The exercise: Swap "Would you kindly" for "Please" throughout the items below, leaving every other word unchanged.

Provided records:
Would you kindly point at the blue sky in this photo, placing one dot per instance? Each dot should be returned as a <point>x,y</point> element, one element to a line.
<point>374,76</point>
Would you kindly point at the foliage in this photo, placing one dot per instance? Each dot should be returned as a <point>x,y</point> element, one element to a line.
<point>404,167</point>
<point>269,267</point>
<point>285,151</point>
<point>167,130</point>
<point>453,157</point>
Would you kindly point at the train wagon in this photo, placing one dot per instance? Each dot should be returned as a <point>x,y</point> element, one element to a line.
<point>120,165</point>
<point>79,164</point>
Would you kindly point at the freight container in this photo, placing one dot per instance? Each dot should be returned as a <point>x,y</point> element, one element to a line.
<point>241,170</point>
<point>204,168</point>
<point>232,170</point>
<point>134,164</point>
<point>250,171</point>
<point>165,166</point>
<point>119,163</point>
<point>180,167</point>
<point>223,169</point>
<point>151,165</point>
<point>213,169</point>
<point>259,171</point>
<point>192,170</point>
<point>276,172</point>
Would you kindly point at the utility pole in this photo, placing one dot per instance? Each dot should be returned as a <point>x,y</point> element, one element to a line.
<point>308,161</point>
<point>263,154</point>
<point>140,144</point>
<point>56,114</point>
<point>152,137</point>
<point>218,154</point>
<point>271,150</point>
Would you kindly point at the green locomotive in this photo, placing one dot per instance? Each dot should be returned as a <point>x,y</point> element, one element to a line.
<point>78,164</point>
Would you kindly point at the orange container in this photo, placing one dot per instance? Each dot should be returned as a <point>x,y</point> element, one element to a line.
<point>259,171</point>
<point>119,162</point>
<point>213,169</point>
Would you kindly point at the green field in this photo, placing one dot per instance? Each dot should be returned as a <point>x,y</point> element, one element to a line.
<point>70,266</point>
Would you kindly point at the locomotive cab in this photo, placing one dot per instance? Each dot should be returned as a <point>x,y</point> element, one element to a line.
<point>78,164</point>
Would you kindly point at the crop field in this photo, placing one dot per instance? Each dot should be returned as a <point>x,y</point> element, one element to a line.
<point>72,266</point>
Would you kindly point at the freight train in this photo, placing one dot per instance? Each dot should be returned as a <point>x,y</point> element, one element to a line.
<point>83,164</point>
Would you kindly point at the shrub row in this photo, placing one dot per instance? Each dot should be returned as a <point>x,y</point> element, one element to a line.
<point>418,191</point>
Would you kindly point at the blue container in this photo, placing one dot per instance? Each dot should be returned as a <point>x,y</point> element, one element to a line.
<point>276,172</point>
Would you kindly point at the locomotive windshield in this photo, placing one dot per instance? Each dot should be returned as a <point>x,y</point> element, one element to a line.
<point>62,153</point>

Solution to this task:
Please point at the blue sky in this photo, placing one dot per instance? Each dot should be returned as a <point>x,y</point> element, one element to a line.
<point>374,76</point>
Please point at the foliage in this photo, placing one dot per instance? Each dot should be returned as a <point>x,y</point> element, one element to a line.
<point>404,167</point>
<point>269,267</point>
<point>285,151</point>
<point>167,130</point>
<point>453,157</point>
Please point at the train wagon in this photo, placing one dot per instance? Each dot should be returned as a <point>x,y</point> element, one element to a line.
<point>120,165</point>
<point>79,164</point>
Please point at the freight container in this photo, placing one dot per instance? Each dot should be returned as a <point>x,y</point> element, one element to a line.
<point>241,170</point>
<point>204,168</point>
<point>232,170</point>
<point>134,164</point>
<point>250,171</point>
<point>165,166</point>
<point>119,163</point>
<point>180,167</point>
<point>223,169</point>
<point>151,165</point>
<point>213,169</point>
<point>259,171</point>
<point>192,170</point>
<point>276,172</point>
Please point at the utility pole in this photo, placing one dot per instance? Each dot should be returned as a <point>x,y</point> element, one element to a line.
<point>308,161</point>
<point>263,154</point>
<point>140,144</point>
<point>56,114</point>
<point>152,137</point>
<point>218,154</point>
<point>271,150</point>
Please point at the green locomotive in this photo, placing one dot per instance? Each dot should be returned as a <point>x,y</point> element, one element to a line.
<point>78,164</point>
Please point at the orange container in this photo, placing one dot per instance? Each dot should be returned as a <point>x,y</point> element, one element to a line.
<point>259,171</point>
<point>119,162</point>
<point>213,169</point>
Please point at the green field in this photo, placing one dot per instance? Each dot should be returned as a <point>x,y</point> element, one element to a line.
<point>70,266</point>
Please point at the locomotive cab in this photo, placing one dot per instance? Each dot should be returned as a <point>x,y</point> element, one element to a line.
<point>78,164</point>
Please point at the crop field in this photo, placing one dot per instance? Each dot should be returned as a <point>x,y</point> element, one element to a line.
<point>72,266</point>
Please point at the freight train in this photo, placing one dot per instance? Each dot should be returned as a <point>x,y</point> element, one element to a line.
<point>83,164</point>
Please point at the shrub row in this photo, placing one dot per instance? Each dot should be returned as a <point>x,y</point> element, one element to a line.
<point>418,191</point>
Please point at the blue container in this photo, placing one dot per instance? Each dot should be returned as a <point>x,y</point> element, one element to a line.
<point>276,172</point>
Please point at the locomotive windshield in this photo, placing one dot per instance? Each dot should be returned as a <point>x,y</point> element, one element to a line.
<point>62,153</point>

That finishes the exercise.